Zoé is a Grammy Award and Latin Grammy Award-winning Mexican rock band. It was initially formed in Mexico City in 1994, although membership started to stabilize in 1997. The band has achieved success in Mexico and most Spanish-speaking countries with albums such as Rocanlover, Memo Rex Commander y el Corazón Atómico de la Vía Láctea and Reptilectric.

History
Zoé's history begins in Mexico in 1994, with slight influences from Seattle's grunge, Zoé went through a period of changing line-ups and varying styles before stabilizing in 1997, with León Larregui (guitar and voice), Sergio Acosta (guitar), Alberto Cabrera (drums), Ángel Mosqueda (bass guitar) and Jesus Báez (keyboards). By this time, a clear influence from The Beatles could be seen alongside the Britpop and grunge stylings.

Provided material:
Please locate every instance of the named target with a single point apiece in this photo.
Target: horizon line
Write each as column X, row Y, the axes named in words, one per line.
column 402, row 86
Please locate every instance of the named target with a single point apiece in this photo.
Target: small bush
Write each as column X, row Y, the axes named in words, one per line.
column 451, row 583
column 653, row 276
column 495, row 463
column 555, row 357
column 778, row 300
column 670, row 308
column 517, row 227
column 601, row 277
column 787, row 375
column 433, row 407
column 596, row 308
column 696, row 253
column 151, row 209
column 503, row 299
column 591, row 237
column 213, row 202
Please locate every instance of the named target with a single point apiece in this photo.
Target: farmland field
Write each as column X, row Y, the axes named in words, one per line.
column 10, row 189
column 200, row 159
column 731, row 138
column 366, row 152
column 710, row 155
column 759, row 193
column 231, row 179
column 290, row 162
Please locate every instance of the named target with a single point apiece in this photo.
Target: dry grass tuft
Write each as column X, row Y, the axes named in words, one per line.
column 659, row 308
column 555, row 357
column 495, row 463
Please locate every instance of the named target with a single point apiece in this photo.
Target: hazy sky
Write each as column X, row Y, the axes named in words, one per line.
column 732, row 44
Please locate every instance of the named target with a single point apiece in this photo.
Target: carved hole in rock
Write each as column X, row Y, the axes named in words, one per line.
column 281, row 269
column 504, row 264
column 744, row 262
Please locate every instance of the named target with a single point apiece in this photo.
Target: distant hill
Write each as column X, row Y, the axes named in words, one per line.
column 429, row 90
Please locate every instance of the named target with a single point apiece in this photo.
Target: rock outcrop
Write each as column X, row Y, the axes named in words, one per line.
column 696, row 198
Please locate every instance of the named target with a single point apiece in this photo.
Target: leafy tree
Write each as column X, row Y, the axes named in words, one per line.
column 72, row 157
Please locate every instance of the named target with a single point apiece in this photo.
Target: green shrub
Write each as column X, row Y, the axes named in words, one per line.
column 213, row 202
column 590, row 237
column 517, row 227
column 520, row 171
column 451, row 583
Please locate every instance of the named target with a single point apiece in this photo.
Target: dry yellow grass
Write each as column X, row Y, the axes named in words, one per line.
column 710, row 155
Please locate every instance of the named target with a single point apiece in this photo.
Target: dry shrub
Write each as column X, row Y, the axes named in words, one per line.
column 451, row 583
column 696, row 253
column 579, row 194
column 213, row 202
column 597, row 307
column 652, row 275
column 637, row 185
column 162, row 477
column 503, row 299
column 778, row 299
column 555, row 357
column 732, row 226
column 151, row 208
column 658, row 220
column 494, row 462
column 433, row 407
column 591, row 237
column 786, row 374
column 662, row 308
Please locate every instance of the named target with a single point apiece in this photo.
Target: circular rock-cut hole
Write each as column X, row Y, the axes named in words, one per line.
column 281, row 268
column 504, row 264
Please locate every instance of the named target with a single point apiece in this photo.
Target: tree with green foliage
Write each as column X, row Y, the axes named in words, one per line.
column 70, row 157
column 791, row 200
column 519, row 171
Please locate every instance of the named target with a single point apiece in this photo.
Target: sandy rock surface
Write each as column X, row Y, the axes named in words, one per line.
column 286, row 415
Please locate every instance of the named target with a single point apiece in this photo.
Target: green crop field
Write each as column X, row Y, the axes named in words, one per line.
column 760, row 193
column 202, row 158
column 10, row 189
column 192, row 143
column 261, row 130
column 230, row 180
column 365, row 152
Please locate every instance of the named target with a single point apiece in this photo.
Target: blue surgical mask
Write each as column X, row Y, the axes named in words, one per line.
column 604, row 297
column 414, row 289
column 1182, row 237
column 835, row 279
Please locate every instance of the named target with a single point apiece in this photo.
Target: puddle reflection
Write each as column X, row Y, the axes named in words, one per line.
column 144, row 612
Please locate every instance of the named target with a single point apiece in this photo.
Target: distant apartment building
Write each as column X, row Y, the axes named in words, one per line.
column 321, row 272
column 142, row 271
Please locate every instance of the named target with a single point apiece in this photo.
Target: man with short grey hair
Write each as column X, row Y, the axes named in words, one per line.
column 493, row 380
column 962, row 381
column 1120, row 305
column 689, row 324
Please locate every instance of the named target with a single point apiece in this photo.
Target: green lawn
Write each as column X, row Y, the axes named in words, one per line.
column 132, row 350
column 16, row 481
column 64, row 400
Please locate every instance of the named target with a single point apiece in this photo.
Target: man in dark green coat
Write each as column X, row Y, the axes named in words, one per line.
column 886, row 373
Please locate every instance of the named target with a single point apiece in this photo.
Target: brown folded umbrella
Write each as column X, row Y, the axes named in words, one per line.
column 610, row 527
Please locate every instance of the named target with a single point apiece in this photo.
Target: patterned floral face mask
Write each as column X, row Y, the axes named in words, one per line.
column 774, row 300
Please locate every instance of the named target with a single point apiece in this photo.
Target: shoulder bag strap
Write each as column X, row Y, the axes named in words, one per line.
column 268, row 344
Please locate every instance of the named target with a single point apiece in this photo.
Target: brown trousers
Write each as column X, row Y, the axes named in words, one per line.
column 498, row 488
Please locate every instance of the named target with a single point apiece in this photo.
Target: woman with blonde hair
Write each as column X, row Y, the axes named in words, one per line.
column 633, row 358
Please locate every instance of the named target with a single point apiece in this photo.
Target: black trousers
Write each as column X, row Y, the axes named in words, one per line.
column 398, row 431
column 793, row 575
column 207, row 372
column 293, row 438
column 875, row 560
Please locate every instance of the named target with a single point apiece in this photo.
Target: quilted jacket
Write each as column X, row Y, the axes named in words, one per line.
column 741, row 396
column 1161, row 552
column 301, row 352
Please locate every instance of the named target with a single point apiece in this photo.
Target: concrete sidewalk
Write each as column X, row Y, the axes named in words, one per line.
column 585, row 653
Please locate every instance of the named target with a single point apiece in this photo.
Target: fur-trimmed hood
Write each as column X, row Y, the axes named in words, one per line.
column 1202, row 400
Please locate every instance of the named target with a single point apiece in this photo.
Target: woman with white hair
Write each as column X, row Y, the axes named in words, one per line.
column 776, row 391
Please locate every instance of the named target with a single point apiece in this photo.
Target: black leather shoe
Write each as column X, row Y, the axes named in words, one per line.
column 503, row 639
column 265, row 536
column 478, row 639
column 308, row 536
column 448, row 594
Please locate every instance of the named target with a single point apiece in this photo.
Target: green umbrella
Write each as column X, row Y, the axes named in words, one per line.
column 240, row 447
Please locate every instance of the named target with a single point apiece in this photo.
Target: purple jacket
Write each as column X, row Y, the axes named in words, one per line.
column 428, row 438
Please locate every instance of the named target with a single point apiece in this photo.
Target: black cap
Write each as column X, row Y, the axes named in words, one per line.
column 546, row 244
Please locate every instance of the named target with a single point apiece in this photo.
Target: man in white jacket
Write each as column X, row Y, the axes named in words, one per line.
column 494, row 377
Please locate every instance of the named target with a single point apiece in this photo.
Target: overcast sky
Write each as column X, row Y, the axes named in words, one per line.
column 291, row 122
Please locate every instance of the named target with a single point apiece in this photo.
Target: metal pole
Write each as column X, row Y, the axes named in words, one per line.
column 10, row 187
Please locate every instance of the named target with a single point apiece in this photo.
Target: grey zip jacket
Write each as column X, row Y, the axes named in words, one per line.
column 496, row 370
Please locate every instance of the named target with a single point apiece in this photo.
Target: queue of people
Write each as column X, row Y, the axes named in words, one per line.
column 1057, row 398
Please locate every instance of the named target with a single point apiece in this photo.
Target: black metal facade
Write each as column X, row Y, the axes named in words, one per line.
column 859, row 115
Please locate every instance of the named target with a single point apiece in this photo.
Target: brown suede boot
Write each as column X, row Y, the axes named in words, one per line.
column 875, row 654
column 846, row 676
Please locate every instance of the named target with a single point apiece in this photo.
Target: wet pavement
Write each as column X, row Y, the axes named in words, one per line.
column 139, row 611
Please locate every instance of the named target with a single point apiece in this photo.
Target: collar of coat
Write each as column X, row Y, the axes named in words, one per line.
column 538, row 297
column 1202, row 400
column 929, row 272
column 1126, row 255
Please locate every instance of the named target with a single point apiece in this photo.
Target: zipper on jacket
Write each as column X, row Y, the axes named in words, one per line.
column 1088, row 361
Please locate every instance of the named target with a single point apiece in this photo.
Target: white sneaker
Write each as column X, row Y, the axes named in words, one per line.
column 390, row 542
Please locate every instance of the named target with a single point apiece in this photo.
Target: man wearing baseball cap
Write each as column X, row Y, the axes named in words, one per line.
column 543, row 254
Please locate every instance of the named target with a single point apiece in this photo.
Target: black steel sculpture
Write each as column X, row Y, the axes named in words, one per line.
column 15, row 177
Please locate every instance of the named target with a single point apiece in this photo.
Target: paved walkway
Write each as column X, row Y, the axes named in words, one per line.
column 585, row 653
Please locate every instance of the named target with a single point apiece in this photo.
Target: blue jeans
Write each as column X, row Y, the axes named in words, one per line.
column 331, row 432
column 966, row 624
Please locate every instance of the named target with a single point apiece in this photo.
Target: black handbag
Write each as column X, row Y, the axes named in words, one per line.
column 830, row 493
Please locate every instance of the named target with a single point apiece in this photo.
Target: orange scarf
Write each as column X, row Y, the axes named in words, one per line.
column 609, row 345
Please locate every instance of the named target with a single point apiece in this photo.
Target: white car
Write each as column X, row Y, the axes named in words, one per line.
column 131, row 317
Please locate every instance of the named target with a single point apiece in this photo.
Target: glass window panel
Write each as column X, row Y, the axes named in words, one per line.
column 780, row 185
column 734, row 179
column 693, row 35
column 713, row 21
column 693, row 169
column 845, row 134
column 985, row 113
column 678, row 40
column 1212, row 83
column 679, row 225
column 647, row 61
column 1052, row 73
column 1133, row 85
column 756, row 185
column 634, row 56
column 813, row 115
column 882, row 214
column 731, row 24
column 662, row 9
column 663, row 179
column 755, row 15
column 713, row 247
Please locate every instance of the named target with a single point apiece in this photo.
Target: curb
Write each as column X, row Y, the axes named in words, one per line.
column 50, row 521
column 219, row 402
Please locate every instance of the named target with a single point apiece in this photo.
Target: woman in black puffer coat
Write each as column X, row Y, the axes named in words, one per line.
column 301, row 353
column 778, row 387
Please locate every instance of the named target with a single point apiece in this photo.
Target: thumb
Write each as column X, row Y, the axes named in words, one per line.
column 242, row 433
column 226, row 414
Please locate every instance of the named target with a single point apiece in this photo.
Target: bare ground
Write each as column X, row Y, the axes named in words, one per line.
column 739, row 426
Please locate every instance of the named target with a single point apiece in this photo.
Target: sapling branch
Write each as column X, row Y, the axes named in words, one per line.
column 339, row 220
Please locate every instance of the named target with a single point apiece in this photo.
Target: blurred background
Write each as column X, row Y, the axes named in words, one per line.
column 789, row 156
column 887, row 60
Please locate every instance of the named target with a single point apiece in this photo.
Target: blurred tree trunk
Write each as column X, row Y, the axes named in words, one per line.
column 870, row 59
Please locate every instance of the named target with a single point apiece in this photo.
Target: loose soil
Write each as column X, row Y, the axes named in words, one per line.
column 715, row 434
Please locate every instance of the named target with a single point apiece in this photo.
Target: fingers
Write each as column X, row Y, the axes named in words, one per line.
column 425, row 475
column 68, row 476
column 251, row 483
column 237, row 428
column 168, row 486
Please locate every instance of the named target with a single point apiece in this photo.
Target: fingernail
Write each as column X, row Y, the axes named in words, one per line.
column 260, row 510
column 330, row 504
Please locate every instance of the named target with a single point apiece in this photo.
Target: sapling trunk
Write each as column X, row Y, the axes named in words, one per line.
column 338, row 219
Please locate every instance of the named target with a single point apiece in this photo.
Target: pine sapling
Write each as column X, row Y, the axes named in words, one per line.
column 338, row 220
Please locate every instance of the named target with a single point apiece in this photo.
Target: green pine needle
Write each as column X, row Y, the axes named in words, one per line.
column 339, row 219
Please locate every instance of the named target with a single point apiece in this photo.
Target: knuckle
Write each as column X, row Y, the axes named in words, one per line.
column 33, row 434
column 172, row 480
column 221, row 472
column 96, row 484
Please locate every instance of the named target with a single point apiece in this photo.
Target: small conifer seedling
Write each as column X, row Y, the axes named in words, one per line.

Tasks for this exercise:
a) Duplicate everything in the text about the band Zoé from "Zoé is a Grammy" down to "and grunge stylings.".
b) Present everything in the records from their start down to the line containing "column 402, row 86" as a JSON list of strings, one string per line, leaving out blank lines.

Replies:
a)
Zoé is a Grammy Award and Latin Grammy Award-winning Mexican rock band. It was initially formed in Mexico City in 1994, although membership started to stabilize in 1997. The band has achieved success in Mexico and most Spanish-speaking countries with albums such as Rocanlover, Memo Rex Commander y el Corazón Atómico de la Vía Láctea and Reptilectric.

History
Zoé's history begins in Mexico in 1994, with slight influences from Seattle's grunge, Zoé went through a period of changing line-ups and varying styles before stabilizing in 1997, with León Larregui (guitar and voice), Sergio Acosta (guitar), Alberto Cabrera (drums), Ángel Mosqueda (bass guitar) and Jesus Báez (keyboards). By this time, a clear influence from The Beatles could be seen alongside the Britpop and grunge stylings.

b)
[
  "Please locate every instance of the named target with a single point apiece in this photo.",
  "Target: horizon line",
  "Write each as column X, row Y, the axes named in words, one per line.",
  "column 402, row 86"
]